• Text shown:
--- START ---
Hello!
A few days ago we at Lancaster reinstalled the shared cluster, and part
of that process involved moving to a new queue name.
And this little change has caused a lot of woe. Despite me being able to
directly submit jobs without problem to the CE we're failing Ops jobs
("no compataible resources) and atlas jobs don't seem to be making their
way to us.
Alessandra wisely suggested that this is a tob BDII caching problem,
which looks right. An lcg-infosites[1] against UKI-NORTHGRID-LANCS-HEP
shows the new queue ("grid") as well as the old queue (with the obscure
historical name "hex", which was one of the reason we wanted to change
it). The new "grid" queue has free slots published, the dead hex queue
doesn't.
AFAICS our own bdii[2] is free of references to the old queue. I'd like
to get on top of this today rather then just wait and see if the problem
goes away- with it being Friday I'd rather not lose out a weekend of
jobs. Any suggestions welcome - I'm open to the fact that something
might be still broken with our CE or its publishing, but I have no idea
what!
Thanks in advance,
Matt
[1] I know lcg-infosites is kinda defunct, but it's so much easier then
figuring out the correct ldap query!
[2]fal-pygrid-14.lancs.ac.uk
|
--- END ---
• Tasks for this exercise:
A. Answer these about the post on the renamed queue:
(i) What was the name of the old queue?
(ii) Who suggested the problem was caused by BDII caching?
(iii) What host does the post give for its own bdii?
B. Set down the stretch of the post on the renamed queue from "AFAICS our own" through "correct ldap query!", word for word.

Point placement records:
--- START ---
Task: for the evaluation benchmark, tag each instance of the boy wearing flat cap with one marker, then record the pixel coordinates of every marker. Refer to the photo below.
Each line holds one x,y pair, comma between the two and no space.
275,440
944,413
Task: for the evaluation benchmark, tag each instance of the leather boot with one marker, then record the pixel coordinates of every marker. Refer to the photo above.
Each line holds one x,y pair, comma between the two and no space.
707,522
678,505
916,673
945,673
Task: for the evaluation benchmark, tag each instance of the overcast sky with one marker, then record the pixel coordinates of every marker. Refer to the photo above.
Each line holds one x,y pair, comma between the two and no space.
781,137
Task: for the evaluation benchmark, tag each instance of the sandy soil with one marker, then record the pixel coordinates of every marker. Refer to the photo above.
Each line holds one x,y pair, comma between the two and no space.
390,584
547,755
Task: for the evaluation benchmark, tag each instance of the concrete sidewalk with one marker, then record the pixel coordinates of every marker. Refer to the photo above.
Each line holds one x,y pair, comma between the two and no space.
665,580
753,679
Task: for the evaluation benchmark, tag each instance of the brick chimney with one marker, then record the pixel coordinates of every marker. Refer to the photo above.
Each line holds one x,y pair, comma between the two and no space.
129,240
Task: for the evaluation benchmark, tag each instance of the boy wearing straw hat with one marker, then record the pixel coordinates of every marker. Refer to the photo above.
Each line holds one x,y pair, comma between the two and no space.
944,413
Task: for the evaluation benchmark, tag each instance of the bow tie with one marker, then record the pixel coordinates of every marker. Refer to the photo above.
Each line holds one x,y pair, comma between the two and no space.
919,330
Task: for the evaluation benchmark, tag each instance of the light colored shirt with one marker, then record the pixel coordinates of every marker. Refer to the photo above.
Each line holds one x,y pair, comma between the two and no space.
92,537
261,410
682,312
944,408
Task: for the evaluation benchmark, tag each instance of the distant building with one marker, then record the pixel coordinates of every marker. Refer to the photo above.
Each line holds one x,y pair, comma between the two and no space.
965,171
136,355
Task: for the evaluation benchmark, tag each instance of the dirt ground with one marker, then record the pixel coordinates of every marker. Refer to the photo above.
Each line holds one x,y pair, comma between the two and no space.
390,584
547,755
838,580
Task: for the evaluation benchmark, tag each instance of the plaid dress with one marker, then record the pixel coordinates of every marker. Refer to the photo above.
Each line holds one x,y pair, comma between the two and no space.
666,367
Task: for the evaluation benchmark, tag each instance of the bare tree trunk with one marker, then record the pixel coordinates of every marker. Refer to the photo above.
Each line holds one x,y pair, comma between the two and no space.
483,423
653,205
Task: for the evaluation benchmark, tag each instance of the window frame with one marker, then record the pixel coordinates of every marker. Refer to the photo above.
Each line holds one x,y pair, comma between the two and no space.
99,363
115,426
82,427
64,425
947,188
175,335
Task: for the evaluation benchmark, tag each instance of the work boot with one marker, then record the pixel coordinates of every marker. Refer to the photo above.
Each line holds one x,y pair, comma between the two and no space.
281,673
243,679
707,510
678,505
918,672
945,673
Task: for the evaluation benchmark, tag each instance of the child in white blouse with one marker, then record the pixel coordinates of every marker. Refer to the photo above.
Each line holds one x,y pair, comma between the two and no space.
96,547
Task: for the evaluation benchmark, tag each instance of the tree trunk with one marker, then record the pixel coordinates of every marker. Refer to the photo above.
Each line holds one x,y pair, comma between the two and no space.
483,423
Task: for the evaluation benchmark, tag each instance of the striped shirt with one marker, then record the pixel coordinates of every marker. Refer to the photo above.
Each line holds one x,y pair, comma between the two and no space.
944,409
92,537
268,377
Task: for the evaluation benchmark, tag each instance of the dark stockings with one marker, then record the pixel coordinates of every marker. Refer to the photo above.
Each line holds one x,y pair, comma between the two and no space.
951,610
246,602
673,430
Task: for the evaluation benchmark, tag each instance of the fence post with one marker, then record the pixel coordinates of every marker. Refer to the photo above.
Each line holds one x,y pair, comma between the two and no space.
--- END ---
• Solutions in order:
A.
(i) hex
(ii) Alessandra
(iii) fal-pygrid-14.lancs.ac.uk

B.
AFAICS our own bdii[2] is free of references to the old queue. I'd like
to get on top of this today rather then just wait and see if the problem
goes away- with it being Friday I'd rather not lose out a weekend of
jobs. Any suggestions welcome - I'm open to the fact that something
might be still broken with our CE or its publishing, but I have no idea
what!
Thanks in advance,
Matt
[1] I know lcg-infosites is kinda defunct, but it's so much easier then
figuring out the correct ldap query!